(SELECTED EXCERPT):
§ §
In 2010, he founded the Savvy Gallery in Berlin, bringing together art from the West and elsewhere, and in 2017 was one of the curators of Documenta, a prestigious contemporary art event in the German city of Kassel.

Convinced of the belief that history “has been written by a particular type of people, mostly white and men,” Ndikung has had all the rooms in the HKW renamed after women.

These are figures who have “done something important in the advancement of the world” but were “erased” from history, he added. Among them is Frenchwoman Paulette Nardal, born in Martinique in 1896.

She helped inspire the creation of the “negritude” movement, which aimed to develop black literary consciousness, and was the first black woman to study at the Sorbonne in Paris.

Reassessing history

Ndikung’s appointment at the HKW comes as awareness grows in Germany about its colonial past, which has long been overshadowed by the atrocities committed during the era of Adolf Hitler’s Nazis.

Berlin has in recent years started returning looted objects to African countries which it occupied in the early 20th century — Burundi, Rwanda, Tanzania, Namibia and Cameroon.

“It’s long overdue,” said Ndikung.

He was born in Cameroon’s capital, Yaounde, into an anglophone family.

The country is majority francophone but also home to an anglophone minority and has faced deadly unrest in English-speaking areas, where armed insurgents are fighting to establish an independent homeland.

One of his dreams is to open a museum in Cameroon “bringing together historical and contemporary objects” from different countries, he said.

He would love to locate it in Bamenda, the capital of Cameroon’s restive Northwest region.

“But there is a war in Bamenda, so I can’t,” he says.
§ §
(TASK SET):
**a.** Reproduce verbatim the part of the passage about Ndikung starting at "In 2010, he" and ending at "Sorbonne in Paris.".
**b.** In the passage about Ndikung, which city would he like to locate his planned museum in?

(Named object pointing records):
§ §
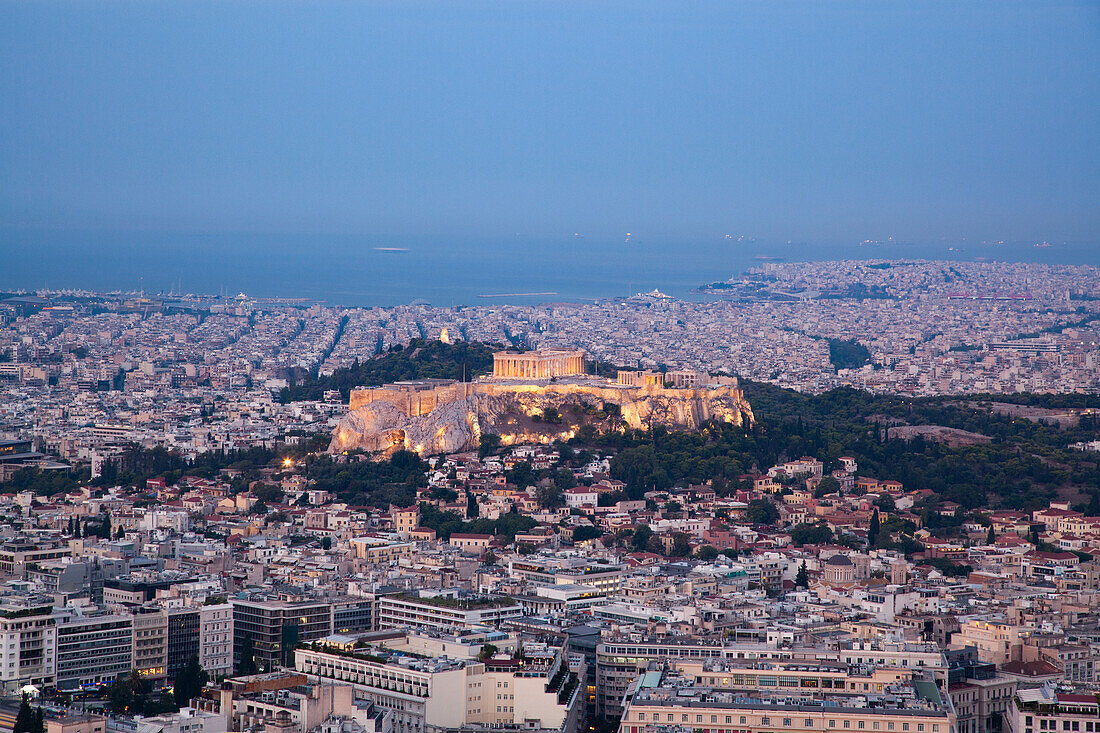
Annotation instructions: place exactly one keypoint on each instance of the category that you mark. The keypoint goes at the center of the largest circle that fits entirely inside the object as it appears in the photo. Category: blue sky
(823, 121)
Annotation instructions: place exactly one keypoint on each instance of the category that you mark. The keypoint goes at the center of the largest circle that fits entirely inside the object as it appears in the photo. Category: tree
(586, 532)
(521, 474)
(811, 534)
(550, 496)
(189, 681)
(681, 545)
(248, 663)
(802, 580)
(641, 536)
(826, 487)
(761, 511)
(129, 692)
(706, 553)
(487, 445)
(25, 721)
(564, 479)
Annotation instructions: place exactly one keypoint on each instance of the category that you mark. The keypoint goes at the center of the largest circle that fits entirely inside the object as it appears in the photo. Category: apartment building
(216, 639)
(94, 646)
(275, 627)
(151, 643)
(661, 700)
(28, 644)
(430, 695)
(444, 611)
(1040, 709)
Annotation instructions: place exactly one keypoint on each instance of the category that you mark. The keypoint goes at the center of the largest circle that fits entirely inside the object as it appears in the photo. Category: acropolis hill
(440, 416)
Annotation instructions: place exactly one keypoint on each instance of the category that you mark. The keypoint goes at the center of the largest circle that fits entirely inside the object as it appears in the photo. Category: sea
(386, 271)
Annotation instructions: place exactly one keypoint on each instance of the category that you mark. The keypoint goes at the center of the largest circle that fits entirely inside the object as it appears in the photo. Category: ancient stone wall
(452, 417)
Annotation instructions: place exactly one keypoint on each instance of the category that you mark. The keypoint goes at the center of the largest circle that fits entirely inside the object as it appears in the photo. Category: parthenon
(541, 364)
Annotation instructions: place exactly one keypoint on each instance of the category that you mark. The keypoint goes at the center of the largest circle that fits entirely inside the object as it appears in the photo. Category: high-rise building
(216, 639)
(184, 638)
(275, 627)
(151, 643)
(94, 646)
(28, 644)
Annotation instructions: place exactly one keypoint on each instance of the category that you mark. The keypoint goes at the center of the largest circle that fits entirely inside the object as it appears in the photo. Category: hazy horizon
(805, 121)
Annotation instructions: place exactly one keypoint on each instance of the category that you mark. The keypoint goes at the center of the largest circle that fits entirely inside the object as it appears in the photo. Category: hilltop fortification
(437, 416)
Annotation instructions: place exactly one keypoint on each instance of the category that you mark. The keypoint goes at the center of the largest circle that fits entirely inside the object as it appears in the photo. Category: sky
(822, 121)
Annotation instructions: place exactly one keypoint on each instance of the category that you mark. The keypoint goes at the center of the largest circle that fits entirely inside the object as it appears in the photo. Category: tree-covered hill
(1025, 465)
(420, 359)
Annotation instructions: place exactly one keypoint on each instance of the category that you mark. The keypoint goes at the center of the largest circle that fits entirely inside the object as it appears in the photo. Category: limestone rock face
(458, 417)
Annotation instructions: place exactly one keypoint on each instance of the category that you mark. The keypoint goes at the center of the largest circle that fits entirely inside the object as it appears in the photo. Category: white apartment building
(216, 639)
(28, 646)
(432, 695)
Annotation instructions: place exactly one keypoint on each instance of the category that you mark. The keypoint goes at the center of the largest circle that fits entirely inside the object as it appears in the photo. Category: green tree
(521, 474)
(827, 485)
(189, 682)
(128, 693)
(706, 553)
(681, 545)
(802, 579)
(761, 511)
(586, 532)
(488, 445)
(811, 534)
(550, 496)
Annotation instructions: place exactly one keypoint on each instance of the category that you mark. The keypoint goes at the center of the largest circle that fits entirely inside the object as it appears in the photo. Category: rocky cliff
(514, 412)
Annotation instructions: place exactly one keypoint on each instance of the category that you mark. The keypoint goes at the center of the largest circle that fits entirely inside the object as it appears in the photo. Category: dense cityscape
(893, 529)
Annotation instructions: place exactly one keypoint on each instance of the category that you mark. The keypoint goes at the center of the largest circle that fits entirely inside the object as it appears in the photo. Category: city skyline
(793, 121)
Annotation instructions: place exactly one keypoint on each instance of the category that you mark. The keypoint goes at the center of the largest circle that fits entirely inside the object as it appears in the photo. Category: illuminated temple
(542, 364)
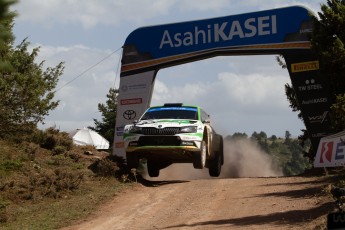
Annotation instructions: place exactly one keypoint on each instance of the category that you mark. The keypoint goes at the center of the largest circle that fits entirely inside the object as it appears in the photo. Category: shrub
(51, 138)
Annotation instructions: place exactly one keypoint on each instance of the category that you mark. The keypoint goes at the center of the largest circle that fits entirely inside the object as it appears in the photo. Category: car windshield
(190, 113)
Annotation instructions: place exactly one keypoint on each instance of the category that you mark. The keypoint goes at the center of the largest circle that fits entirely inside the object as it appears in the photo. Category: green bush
(51, 138)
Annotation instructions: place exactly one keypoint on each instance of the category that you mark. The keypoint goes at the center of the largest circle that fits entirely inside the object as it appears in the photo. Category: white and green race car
(174, 133)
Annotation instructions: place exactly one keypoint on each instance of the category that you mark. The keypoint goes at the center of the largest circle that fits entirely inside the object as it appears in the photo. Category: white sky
(242, 94)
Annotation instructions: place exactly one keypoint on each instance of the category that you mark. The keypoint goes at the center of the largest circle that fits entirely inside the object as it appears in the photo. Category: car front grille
(159, 141)
(164, 131)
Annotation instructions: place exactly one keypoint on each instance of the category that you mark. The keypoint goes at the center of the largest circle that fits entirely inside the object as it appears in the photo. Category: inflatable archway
(282, 31)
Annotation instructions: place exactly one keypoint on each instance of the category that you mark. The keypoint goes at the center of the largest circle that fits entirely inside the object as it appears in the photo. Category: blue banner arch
(283, 31)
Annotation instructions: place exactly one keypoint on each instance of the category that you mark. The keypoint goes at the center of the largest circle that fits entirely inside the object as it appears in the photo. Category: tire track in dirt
(244, 203)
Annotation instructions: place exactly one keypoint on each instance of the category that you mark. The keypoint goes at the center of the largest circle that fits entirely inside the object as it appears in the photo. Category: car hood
(166, 123)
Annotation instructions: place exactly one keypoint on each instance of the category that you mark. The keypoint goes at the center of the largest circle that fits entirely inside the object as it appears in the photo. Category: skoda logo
(129, 114)
(124, 88)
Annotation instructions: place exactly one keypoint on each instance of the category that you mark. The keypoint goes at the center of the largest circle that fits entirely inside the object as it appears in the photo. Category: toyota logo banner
(331, 151)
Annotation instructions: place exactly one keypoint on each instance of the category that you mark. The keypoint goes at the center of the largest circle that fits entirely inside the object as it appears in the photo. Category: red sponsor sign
(131, 101)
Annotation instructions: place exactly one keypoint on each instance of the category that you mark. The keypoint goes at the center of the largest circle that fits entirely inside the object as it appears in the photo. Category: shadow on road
(293, 218)
(148, 183)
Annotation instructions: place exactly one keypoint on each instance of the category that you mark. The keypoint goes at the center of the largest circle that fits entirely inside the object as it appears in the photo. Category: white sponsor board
(331, 151)
(133, 100)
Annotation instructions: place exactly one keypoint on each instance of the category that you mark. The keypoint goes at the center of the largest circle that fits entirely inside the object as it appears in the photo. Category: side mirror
(207, 121)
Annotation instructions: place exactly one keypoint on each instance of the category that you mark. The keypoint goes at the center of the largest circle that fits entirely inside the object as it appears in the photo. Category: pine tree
(26, 89)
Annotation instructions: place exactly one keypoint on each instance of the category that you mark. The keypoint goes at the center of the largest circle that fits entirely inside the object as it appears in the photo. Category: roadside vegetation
(46, 182)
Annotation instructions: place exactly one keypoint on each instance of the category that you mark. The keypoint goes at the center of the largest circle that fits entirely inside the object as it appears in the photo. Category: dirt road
(241, 203)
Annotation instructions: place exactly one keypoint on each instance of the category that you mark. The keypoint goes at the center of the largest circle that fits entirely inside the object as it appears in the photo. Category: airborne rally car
(174, 133)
§ §
(REPLIES):
**a.**
In 2010, he founded the Savvy Gallery in Berlin, bringing together art from the West and elsewhere, and in 2017 was one of the curators of Documenta, a prestigious contemporary art event in the German city of Kassel.

Convinced of the belief that history “has been written by a particular type of people, mostly white and men,” Ndikung has had all the rooms in the HKW renamed after women.

These are figures who have “done something important in the advancement of the world” but were “erased” from history, he added. Among them is Frenchwoman Paulette Nardal, born in Martinique in 1896.

She helped inspire the creation of the “negritude” movement, which aimed to develop black literary consciousness, and was the first black woman to study at the Sorbonne in Paris.

**b.** Bamenda, the capital of Cameroon's Northwest region.